## Explore the material
1 > In the arbitration decision passage, on what date were the Form 1s prepared to estimate Mr. Jazey's post-surgical attendant care needs?
2 > Carry on the summary of the Jazey v State Farm arbitration decision from its final sentence.
*** Opening Passage ***
Jazey v State Farm Mutual Automobile Insurance Company, Arbitration Decision FSCO A13-001352 (December 9, 2014)
On December 9, 2014, Arbitrator Knox M. Henry released a decision on the case of David Jazey and State Farm Mutual Insurance Company.
Amongst other issues, the case dealt with whether an insured person can incur attendant care expenses in advance of the submission of an Assessment of Attendant Care Needs (Form 1).
By way of background, on September 9, 2008 David Jazey was involved in a serious motor vehicle accident that resulted in spinal cord injury with disc herniation between C4-C5 and C6-C7. Mr. Jazey subsequently underwent cervical decompression surgery in October 2009 and his recovery period was lengthy. Uncontested testimony confirmed that, as a result of the surgery, Mr. Jazey was unable to engage in his activities of daily living and required constant care in almost all aspect of his life; he received constant attendant care from his mother and his wife.
It was not, however, until May 30, 2011 that Form 1’s were prepared to estimate the post-surgical attendant care needs of Mr. Jazey. A claim was pursued for the period of October 20, 2009 to December 31, 2009 based on the estimated and reducing care needs which totalled $4,021.21.
Upon receipt of the claim, the insurer refused to make payment of benefit and raised several concerns about the retro-active submission. The insurer argued that Section 39(1) of the Statutory Accident Benefits Schedule confirms that a valid Form 1 submission is a prerequisite to the payment of Attendant Care benefits. The insurer also raised concern that Mr. Jazey failed to give explanation for the delay in applying for the attendant care benefits, despite being represented by legal counsel. Last, the insurer objected to the claim given that it did not qualify and quantify the amount of attendant care benefits provided; this concern included the fact that the insured failed to provide notes, receipts or invoices to detail the frequency and duration of the services that were provided to him.
*** Closing Passage ***
*** Opening Records supplied ***
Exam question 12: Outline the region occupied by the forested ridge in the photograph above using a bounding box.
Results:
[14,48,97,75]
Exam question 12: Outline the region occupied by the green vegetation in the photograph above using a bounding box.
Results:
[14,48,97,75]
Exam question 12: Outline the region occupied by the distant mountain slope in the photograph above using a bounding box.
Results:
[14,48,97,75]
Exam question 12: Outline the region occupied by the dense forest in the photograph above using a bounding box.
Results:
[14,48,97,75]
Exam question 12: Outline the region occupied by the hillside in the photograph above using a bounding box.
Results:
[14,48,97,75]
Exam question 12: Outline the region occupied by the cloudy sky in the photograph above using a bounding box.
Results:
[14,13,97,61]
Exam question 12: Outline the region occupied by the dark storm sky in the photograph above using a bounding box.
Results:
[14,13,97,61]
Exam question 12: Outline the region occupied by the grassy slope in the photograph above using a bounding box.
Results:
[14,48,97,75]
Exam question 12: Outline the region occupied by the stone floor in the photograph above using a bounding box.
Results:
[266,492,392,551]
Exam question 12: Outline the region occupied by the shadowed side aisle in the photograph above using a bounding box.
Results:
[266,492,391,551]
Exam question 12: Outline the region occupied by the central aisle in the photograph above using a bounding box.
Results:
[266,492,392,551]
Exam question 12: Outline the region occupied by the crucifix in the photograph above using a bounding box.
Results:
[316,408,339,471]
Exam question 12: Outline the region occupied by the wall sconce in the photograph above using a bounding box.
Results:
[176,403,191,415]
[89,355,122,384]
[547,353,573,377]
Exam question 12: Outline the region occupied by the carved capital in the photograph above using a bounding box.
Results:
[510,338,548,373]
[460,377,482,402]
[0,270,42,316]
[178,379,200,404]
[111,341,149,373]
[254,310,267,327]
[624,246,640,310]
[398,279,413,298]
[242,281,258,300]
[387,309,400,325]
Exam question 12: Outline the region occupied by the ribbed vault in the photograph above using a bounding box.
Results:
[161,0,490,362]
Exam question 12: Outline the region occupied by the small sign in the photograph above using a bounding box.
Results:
*** Closing Records supplied ***
## Answers for the tasks
1 > May 30, 2011.

2 >
The arbitrator found that there is no requirement in the Schedule to stipulate that an application for attendant care benefits must be submitted to an insurer before an expense is incurred. The arbitrator instead confirmed that there is only a requirement for an insured person to submit a Form 1 before the insurer is liable to pay any attendant care benefits.
Although the decision did not address the failure to provide explanation for the delay in the claim, focus was given to the legitimacy of Mr. Jazey’s claim. Arbitrator Henry confirmed, as comparable to Arbitrator Wilson’s comments in Kelly, that “this is not one of those abusive cases where an unscrupulous insured attempts to maximize accident benefits with a dubious attendant care claim.”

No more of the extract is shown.